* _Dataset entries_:
Segment Open
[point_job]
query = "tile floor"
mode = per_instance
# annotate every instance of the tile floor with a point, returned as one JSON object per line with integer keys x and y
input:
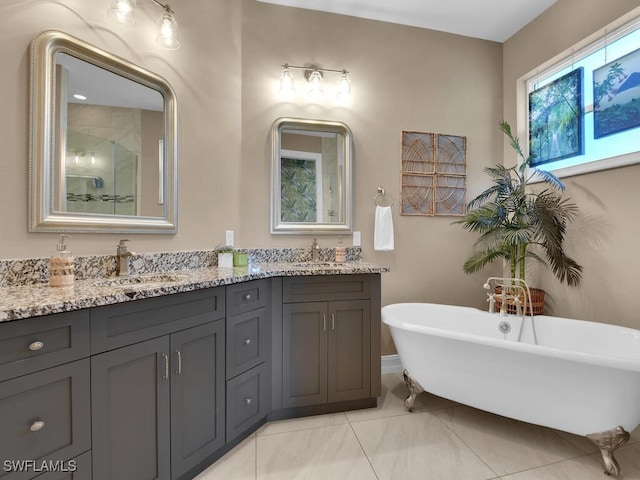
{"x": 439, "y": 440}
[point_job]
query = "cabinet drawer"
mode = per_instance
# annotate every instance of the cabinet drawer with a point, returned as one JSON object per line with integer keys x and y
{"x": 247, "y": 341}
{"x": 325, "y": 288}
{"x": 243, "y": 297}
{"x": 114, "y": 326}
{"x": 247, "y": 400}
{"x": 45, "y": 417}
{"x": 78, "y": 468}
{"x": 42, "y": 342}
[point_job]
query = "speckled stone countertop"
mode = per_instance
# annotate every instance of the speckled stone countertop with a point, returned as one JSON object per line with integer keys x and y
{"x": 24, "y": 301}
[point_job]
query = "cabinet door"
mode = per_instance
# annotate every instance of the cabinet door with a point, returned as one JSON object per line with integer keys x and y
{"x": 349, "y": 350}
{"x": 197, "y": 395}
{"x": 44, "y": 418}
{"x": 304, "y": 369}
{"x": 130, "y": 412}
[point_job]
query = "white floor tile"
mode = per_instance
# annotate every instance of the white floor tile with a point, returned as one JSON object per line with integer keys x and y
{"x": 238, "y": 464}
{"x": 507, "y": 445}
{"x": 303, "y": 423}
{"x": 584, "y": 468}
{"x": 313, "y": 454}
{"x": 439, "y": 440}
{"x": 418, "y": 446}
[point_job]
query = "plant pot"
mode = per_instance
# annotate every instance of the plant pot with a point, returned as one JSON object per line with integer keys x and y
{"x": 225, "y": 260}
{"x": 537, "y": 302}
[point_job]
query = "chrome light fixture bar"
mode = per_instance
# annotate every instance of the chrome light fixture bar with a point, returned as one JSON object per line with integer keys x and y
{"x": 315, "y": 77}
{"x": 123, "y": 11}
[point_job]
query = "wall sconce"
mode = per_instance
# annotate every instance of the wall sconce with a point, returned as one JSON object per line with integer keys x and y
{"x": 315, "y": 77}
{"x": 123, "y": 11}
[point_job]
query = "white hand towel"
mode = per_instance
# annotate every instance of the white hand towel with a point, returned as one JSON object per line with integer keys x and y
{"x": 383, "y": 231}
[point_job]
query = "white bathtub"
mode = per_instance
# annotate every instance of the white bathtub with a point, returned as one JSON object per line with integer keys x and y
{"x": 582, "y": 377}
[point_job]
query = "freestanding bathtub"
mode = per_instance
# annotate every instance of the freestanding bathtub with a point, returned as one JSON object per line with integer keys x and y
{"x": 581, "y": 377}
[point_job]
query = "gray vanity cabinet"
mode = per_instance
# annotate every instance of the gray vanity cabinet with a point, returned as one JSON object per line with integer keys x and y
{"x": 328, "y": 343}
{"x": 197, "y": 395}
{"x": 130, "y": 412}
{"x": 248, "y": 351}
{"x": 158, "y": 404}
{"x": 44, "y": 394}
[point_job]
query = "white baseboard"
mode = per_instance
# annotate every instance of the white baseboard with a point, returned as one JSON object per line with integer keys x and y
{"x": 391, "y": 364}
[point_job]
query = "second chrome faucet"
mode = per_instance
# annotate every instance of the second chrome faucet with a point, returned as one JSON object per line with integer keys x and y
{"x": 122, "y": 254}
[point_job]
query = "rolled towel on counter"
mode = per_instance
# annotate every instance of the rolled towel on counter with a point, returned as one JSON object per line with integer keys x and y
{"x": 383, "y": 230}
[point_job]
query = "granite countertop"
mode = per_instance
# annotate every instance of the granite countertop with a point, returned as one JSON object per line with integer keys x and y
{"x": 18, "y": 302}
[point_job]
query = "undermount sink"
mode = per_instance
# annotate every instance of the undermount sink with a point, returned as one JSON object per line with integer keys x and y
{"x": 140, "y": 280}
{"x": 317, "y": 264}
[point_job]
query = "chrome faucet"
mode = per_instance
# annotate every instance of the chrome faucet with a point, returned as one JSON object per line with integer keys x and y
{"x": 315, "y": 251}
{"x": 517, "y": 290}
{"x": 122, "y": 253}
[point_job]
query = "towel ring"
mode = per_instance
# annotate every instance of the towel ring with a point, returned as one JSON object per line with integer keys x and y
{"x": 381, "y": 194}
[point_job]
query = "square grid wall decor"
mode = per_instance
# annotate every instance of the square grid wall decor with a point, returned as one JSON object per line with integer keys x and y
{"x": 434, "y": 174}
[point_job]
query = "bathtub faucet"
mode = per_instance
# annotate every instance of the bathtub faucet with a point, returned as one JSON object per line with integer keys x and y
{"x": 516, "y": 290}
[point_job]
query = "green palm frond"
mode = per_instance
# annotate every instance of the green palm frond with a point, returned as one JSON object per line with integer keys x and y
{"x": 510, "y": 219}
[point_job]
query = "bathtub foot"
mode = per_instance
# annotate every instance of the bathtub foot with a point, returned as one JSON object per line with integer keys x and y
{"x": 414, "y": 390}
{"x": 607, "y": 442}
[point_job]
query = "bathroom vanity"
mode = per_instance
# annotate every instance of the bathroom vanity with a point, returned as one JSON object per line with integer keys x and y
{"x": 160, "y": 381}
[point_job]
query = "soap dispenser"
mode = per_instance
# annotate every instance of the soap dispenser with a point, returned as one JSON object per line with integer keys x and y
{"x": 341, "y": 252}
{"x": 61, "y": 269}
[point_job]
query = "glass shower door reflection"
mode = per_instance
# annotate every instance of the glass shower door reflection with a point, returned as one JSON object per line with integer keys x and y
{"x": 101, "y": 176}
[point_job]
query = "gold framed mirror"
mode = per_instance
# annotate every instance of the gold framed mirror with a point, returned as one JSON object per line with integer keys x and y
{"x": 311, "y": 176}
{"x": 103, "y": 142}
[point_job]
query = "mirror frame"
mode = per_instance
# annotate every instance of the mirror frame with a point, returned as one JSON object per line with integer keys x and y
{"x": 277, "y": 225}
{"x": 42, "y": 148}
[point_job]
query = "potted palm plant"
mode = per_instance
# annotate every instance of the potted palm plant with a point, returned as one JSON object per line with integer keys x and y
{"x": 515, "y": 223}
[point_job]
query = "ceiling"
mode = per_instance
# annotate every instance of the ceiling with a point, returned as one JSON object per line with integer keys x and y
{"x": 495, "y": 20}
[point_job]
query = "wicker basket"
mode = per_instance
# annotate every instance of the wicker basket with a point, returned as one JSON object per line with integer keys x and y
Segment Closed
* _What the task requires_: Exclude the images and copy every record above exactly.

* _Exercise result_:
[point_job]
query = "tile floor"
mode = per_instance
# annotate every instance of the tile floor with a point, returned as one JSON object per line with integer keys x and y
input:
{"x": 439, "y": 440}
[point_job]
query = "cabinet drawer"
mode = per_instance
# annotate every instance of the cabinet drawer with a point, returned as one JSON object per line with integer keys x and y
{"x": 247, "y": 341}
{"x": 325, "y": 288}
{"x": 243, "y": 297}
{"x": 114, "y": 326}
{"x": 247, "y": 400}
{"x": 45, "y": 417}
{"x": 78, "y": 468}
{"x": 42, "y": 342}
[point_job]
query = "speckled stone countertop"
mode = per_instance
# annotate every instance of the speckled stone countertop with a point, returned as one JSON object per line with integer keys x and y
{"x": 24, "y": 301}
[point_job]
query = "cabinet door"
mode = per_instance
# annotate every instance of the cabinet door with a point, returned as one JSON object per line with integer keys x and y
{"x": 349, "y": 350}
{"x": 197, "y": 395}
{"x": 44, "y": 418}
{"x": 304, "y": 369}
{"x": 130, "y": 412}
[point_job]
query = "white floor tile"
mode = per_instance
# annotate every instance of the white floor tile with a point, returned as one JSON object per line with integer keys x and y
{"x": 238, "y": 464}
{"x": 507, "y": 445}
{"x": 303, "y": 423}
{"x": 584, "y": 468}
{"x": 313, "y": 454}
{"x": 439, "y": 440}
{"x": 418, "y": 446}
[point_job]
query = "plant pot"
mode = per_instance
# annotate every instance of the plant pot with a point, returned as one JSON object per line with integer keys x and y
{"x": 225, "y": 260}
{"x": 537, "y": 302}
[point_job]
query = "chrome light fixture bar"
mode = per_instance
# annotate every instance of the chrome light fixture bar with a point, returned as one JSON object per line with integer keys x and y
{"x": 315, "y": 77}
{"x": 123, "y": 11}
[point_job]
query = "wall sconce"
mode = per_instance
# annotate every instance of the wall sconce with a point, returned as one JSON object per line with integer keys x and y
{"x": 315, "y": 77}
{"x": 123, "y": 11}
[point_job]
query = "white hand towel"
mode = per_instance
# annotate every instance of the white hand towel with a point, returned as one JSON object per line with integer keys x and y
{"x": 383, "y": 231}
[point_job]
query = "white bathtub"
mode = per_instance
# annotate every instance of the white bathtub with a point, returned as one JSON object per line with integer keys x and y
{"x": 582, "y": 377}
[point_job]
query = "freestanding bathtub"
mode = per_instance
# annotate every instance of the freestanding bathtub with a point, returned as one JSON object per line with integer keys x and y
{"x": 581, "y": 377}
[point_job]
query = "gray vanity cabinet"
mode = per_instance
# annotate every instance of the gray vanity cabinet with a point, returned as one JSON object per line with integer keys x and y
{"x": 328, "y": 343}
{"x": 197, "y": 395}
{"x": 130, "y": 412}
{"x": 248, "y": 351}
{"x": 158, "y": 404}
{"x": 44, "y": 394}
[point_job]
query = "white baseboard"
mode = per_instance
# annotate every instance of the white baseboard with a point, returned as one JSON object per line with integer keys x and y
{"x": 391, "y": 364}
[point_job]
query = "second chrome faucet"
mode = per_instance
# annotate every instance of the second chrome faucet with a point, returned as one JSON object per line with integer keys x and y
{"x": 122, "y": 254}
[point_job]
query = "rolled towel on counter"
mode = per_instance
# annotate every instance of the rolled towel on counter with a point, returned as one JSON object per line with integer keys x and y
{"x": 383, "y": 230}
[point_job]
query = "granite countertop"
mode = per_instance
# annotate every instance of the granite countertop with a point, returned as one JSON object per line with integer keys x and y
{"x": 18, "y": 302}
[point_job]
query = "undermount sink"
mode = per_instance
# annotate every instance of the undermount sink with a point, returned as one JSON object per line with integer keys x and y
{"x": 140, "y": 280}
{"x": 317, "y": 264}
[point_job]
query = "chrome faucet"
mode = per_instance
# annotate every instance of the chrome faucet with a point, returned as one JSON object per line with integer keys x and y
{"x": 315, "y": 251}
{"x": 517, "y": 290}
{"x": 122, "y": 253}
[point_job]
query = "towel ring"
mode = per_instance
# annotate every instance of the towel ring with a point, returned as one JSON object per line with integer keys x and y
{"x": 381, "y": 194}
[point_job]
query = "square grid wall decor"
mode = per_instance
# annotate every instance of the square grid wall decor with a point, returned as one JSON object per line with integer keys x and y
{"x": 434, "y": 174}
[point_job]
query = "bathtub faucet"
mode = per_instance
# annotate every instance of the bathtub faucet with a point, returned as one JSON object per line with integer keys x and y
{"x": 516, "y": 290}
[point_job]
query = "green palm frond"
mode = per_instance
# annotate every instance of the green palm frond with a point, returned as one JSON object per line with integer keys x and y
{"x": 510, "y": 219}
[point_job]
query = "bathtub foot"
mode = per_instance
# annotate every instance of the bathtub foot with a point, returned as one JSON object per line with integer keys x and y
{"x": 414, "y": 390}
{"x": 607, "y": 442}
[point_job]
query = "bathroom vanity"
mode = per_instance
# annotate every instance of the bathroom vanity with a point, returned as one JSON object per line with integer keys x and y
{"x": 160, "y": 381}
[point_job]
query = "soap dispenser"
mode = per_instance
# annotate every instance of the soap dispenser with a point, returned as one JSON object per line with integer keys x and y
{"x": 341, "y": 252}
{"x": 61, "y": 269}
[point_job]
query = "glass shower door reflection"
mode = per_instance
# annotate every instance of the glass shower door reflection with a point, returned as one JSON object per line with integer keys x and y
{"x": 101, "y": 176}
[point_job]
query = "gold framed mirror"
mode = per_instance
# annotate every instance of the gold framed mirror with a point, returned as one JSON object per line with integer keys x and y
{"x": 311, "y": 176}
{"x": 103, "y": 142}
[point_job]
query = "mirror frame"
mode = per_instance
# annotate every instance of the mirror frame with a point, returned as one JSON object per line with integer keys x and y
{"x": 277, "y": 225}
{"x": 42, "y": 148}
[point_job]
query = "potted palm plant"
mode = per_instance
# annotate every instance of the potted palm plant with a point, returned as one JSON object per line with integer keys x and y
{"x": 515, "y": 223}
[point_job]
query = "ceiling"
mode = per_instance
# annotate every instance of the ceiling with a point, returned as one JSON object per line with integer keys x and y
{"x": 495, "y": 20}
[point_job]
query = "wicker basket"
mode = per_instance
# annotate every instance of the wicker basket with a point, returned as one JSON object per line with integer keys x and y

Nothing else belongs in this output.